— Task brief —
Rewrite the data below as a numbered list, starting at the line that contains "of the bare" and ending at the final line of the data. Include both of those lines and leave out any blank lines.
──────── Given information ────────
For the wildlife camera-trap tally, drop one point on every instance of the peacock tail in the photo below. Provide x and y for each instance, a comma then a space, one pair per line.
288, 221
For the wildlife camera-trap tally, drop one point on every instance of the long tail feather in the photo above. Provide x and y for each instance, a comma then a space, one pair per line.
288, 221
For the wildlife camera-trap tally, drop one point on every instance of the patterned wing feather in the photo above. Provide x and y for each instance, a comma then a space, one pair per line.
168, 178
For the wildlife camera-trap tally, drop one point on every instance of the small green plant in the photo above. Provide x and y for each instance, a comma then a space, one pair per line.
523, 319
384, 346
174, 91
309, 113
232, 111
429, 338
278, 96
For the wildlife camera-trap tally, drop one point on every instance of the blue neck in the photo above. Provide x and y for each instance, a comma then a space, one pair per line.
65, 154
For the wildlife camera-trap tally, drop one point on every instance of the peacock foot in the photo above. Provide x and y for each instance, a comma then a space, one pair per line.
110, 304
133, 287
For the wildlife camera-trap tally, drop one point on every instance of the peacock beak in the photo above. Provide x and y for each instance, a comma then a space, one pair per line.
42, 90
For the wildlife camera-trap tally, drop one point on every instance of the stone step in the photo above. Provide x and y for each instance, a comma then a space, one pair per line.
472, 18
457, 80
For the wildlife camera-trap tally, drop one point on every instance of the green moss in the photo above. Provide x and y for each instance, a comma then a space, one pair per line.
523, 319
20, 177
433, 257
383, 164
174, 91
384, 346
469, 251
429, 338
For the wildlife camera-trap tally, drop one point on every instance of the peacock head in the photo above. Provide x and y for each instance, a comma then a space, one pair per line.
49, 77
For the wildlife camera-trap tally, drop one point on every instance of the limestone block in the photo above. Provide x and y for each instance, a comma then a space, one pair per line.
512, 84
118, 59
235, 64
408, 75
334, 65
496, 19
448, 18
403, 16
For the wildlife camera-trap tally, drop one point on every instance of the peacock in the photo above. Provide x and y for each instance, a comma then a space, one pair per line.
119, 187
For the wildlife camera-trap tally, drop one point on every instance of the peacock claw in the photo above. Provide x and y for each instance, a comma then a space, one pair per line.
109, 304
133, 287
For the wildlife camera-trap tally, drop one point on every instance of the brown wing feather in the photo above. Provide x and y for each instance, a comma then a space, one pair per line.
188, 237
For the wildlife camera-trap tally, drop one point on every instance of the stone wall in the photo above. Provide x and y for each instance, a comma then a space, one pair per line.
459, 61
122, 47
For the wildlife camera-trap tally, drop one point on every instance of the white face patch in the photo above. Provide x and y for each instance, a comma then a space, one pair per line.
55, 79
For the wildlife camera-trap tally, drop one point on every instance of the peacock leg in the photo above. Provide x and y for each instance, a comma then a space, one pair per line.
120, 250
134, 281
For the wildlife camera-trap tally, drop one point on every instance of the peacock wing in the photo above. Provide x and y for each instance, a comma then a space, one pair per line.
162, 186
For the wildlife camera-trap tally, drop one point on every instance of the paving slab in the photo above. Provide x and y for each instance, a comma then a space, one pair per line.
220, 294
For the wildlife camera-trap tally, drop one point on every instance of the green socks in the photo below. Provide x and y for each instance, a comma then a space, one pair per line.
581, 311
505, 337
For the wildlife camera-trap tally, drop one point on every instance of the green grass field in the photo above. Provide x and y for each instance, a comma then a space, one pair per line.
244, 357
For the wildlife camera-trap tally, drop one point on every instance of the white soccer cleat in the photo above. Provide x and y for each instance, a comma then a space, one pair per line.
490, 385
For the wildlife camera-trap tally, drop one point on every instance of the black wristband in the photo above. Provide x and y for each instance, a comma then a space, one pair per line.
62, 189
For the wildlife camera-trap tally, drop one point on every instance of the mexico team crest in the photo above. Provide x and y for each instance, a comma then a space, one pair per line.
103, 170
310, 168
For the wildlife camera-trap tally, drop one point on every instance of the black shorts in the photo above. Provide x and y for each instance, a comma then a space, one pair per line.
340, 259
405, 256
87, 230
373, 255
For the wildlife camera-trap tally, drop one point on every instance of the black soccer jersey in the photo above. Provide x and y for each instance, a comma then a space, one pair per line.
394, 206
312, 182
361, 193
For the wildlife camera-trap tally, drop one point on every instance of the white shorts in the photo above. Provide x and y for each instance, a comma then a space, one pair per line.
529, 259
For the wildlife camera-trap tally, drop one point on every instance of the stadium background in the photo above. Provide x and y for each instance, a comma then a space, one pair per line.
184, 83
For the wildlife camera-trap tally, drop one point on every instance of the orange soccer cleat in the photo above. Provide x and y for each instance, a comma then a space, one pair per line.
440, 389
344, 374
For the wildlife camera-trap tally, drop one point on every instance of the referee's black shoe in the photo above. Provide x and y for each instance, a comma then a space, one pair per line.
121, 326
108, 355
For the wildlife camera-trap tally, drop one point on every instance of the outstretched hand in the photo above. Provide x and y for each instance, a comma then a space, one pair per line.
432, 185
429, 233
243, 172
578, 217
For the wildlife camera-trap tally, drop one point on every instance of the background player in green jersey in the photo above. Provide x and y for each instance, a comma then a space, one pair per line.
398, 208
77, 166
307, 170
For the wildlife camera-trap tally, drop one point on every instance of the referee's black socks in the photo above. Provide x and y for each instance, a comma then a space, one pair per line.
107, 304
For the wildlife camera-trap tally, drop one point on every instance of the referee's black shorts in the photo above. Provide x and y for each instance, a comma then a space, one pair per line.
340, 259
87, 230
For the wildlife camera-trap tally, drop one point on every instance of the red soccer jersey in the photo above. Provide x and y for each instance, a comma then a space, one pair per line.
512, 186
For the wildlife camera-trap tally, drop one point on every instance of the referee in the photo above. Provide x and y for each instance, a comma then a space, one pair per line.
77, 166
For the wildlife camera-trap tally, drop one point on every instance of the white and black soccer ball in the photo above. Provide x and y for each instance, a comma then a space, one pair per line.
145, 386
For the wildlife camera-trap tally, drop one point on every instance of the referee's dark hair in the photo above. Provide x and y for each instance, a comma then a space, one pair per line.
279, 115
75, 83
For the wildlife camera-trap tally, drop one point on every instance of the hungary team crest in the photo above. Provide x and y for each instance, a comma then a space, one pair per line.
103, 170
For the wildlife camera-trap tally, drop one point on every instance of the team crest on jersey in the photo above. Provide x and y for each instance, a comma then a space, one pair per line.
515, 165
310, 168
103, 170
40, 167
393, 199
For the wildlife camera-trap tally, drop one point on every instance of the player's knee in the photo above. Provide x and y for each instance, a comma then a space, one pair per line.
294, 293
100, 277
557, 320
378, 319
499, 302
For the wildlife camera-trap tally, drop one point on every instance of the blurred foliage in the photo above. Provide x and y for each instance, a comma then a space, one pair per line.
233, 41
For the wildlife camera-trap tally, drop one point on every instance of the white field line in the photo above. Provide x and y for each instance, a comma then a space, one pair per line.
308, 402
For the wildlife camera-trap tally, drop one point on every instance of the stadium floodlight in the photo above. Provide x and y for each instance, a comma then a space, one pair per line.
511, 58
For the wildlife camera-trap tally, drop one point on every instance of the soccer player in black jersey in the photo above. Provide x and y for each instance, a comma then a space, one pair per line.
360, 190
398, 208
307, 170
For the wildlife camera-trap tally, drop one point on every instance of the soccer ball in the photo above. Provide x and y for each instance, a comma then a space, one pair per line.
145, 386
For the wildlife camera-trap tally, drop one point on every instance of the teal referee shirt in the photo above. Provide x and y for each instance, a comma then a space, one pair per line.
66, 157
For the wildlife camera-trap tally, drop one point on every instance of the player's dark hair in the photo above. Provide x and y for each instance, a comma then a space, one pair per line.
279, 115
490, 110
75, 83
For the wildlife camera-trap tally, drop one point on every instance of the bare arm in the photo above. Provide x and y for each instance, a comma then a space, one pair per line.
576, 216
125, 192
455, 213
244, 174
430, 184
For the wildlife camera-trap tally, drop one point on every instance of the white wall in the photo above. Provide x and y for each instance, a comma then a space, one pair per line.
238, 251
────────
— Solution to this problem —
1. For the wildlife camera-trap tally, drop one point on every instance of the bare arm in the photo above. Provide x and y for each instance, a comma then a space, one pair per line.
2. 576, 216
3. 125, 192
4. 455, 213
5. 244, 174
6. 430, 184
7. For the wildlife camera-trap tally, drop one point on every instance of the white wall in the photo above. Provide x and y for each instance, a comma then a space, one pair per line.
8. 238, 251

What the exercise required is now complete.